# How much does coal cost?



## The_Universe (Apr 20, 2005)

In speaking about steam power in the ironclad thread, I started to wonder - how much (in D&D terms) does coal cost?  It's not listed as a commodity in the PHB, DMG or the Arms and Equipment Guide, but one must imagine that even if not used to produce steam power, people use it to heat their homes and fuel cookstoves.  Dwarves would use it to heat their forges, etc. 

How much is coal worth?


----------



## alsih2o (Apr 20, 2005)

More importantly, do bad guy have an advantage form all the coal Santa brings them?

 Just price it like firewood or peat.


----------



## adwyn (Apr 20, 2005)

Without the need for a coal industry to support steam technology, probably a few copper a bucket in regions where it can be found (mined), otherwise it would be an oddity that would range from a few silver to several gold for a lump.


----------



## Kax Tuglebend (Apr 20, 2005)

i'd price it in line with firewood, since according to a recent Dungeon Magazine, D&D Coal is made by burning wood.. (obviously somebody didnt know the difference between Coal and Charcoal..)

oh and incase anyones interested, apparently medieval northern english monks did alot of coal mining..


----------



## Umbran (Apr 20, 2005)

How much coal costs depends on how you're getting your coal.  Today, with modern methods, coal is pretty darn cheap.  Most of US electricity is generated from burning coal.  That takes huge amounts of fuel, but your electic bill is still reasonable.  Because coal is cheap.

With more primitive mining,the relative price increases.  The stuff is more common than precious metals and gems, but not that much easier to get at.  

In Medieval and Renaissance eras, coal was not all that common a fuel for heating and forges.  Wood was far more convenient for home heating.  And many a forge can work from charcoal.


----------



## Zappo (Apr 20, 2005)

I'd price coal from mines as substantially higher than charcoal, but substantially lower than any metal. I don't know anything at all about mining but that sounds reasonable.

Data to use:

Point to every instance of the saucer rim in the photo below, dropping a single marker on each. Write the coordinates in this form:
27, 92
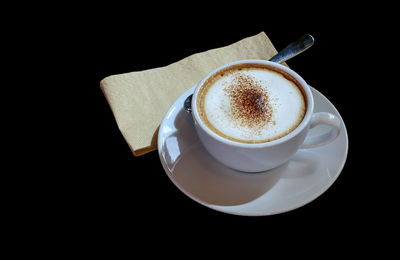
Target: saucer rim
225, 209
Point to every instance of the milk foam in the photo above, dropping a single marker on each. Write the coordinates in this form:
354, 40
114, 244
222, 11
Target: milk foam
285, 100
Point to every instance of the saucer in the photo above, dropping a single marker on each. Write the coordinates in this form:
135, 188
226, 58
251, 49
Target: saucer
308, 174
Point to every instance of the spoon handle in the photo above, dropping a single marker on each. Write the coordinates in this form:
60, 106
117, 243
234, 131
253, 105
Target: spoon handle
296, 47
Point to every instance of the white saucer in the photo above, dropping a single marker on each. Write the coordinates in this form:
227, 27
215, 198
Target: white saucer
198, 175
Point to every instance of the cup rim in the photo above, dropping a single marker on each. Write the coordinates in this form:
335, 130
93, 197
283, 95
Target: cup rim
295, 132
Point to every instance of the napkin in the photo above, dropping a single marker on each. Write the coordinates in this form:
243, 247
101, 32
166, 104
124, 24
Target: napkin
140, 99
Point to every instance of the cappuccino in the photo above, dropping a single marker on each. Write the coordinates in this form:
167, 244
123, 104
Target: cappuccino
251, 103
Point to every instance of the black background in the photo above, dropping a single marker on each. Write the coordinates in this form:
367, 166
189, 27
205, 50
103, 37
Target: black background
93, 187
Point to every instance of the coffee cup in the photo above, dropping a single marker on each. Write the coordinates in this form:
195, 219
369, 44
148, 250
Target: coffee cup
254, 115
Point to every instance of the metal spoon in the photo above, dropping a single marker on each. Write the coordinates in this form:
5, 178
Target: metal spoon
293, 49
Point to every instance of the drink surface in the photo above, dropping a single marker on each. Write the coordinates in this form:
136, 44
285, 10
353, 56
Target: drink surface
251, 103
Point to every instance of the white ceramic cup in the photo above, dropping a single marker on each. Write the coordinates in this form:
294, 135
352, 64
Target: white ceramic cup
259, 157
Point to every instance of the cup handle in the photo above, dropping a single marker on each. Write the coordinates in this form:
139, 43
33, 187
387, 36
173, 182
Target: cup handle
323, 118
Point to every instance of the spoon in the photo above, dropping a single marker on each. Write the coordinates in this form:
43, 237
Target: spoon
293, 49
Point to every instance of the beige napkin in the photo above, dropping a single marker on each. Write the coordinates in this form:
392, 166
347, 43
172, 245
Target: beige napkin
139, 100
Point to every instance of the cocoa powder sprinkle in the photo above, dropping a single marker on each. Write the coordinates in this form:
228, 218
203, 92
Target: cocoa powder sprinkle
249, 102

Written instruction A:
Return the part of the coal-price thread that begins at the words "How much coal" and stops after the words "coal is cheap.".
Written instruction B:
Please update the listing: begin at the line that has "Point to every instance of the cappuccino" and stop after the last line of the listing. In those lines, replace "marker" with "pin", leave everything else unchanged, and return only those lines.

Final answer A:
How much coal costs depends on how you're getting your coal.  Today, with modern methods, coal is pretty darn cheap.  Most of US electricity is generated from burning coal.  That takes huge amounts of fuel, but your electic bill is still reasonable.  Because coal is cheap.

Final answer B:
Point to every instance of the cappuccino in the photo above, dropping a single pin on each. Write the coordinates in this form:
167, 244
123, 104
Target: cappuccino
251, 103
Point to every instance of the black background in the photo above, dropping a single pin on each. Write the coordinates in this form:
367, 166
189, 27
205, 50
103, 37
Target: black background
93, 187
Point to every instance of the coffee cup in the photo above, dropping a single pin on each. Write the coordinates in this form:
195, 219
369, 44
148, 250
Target: coffee cup
254, 115
Point to every instance of the metal spoon in the photo above, dropping a single pin on each. Write the coordinates in this form:
5, 178
Target: metal spoon
293, 49
Point to every instance of the drink surface in the photo above, dropping a single pin on each. Write the coordinates in this form:
136, 44
285, 10
353, 56
Target: drink surface
251, 103
Point to every instance of the white ceramic cup in the photo above, dropping a single pin on each. Write the coordinates in this form:
294, 135
352, 64
Target: white ceramic cup
259, 157
Point to every instance of the cup handle in the photo above, dropping a single pin on each. Write the coordinates in this form:
139, 43
33, 187
387, 36
173, 182
Target: cup handle
323, 118
Point to every instance of the spoon in the photo above, dropping a single pin on each. Write the coordinates in this form:
43, 237
Target: spoon
293, 49
Point to every instance of the beige napkin in the photo above, dropping a single pin on each. Write the coordinates in this form:
392, 166
347, 43
172, 245
Target: beige napkin
139, 100
Point to every instance of the cocoa powder sprinkle in the photo above, dropping a single pin on each. Write the coordinates in this form:
228, 218
203, 92
Target: cocoa powder sprinkle
249, 102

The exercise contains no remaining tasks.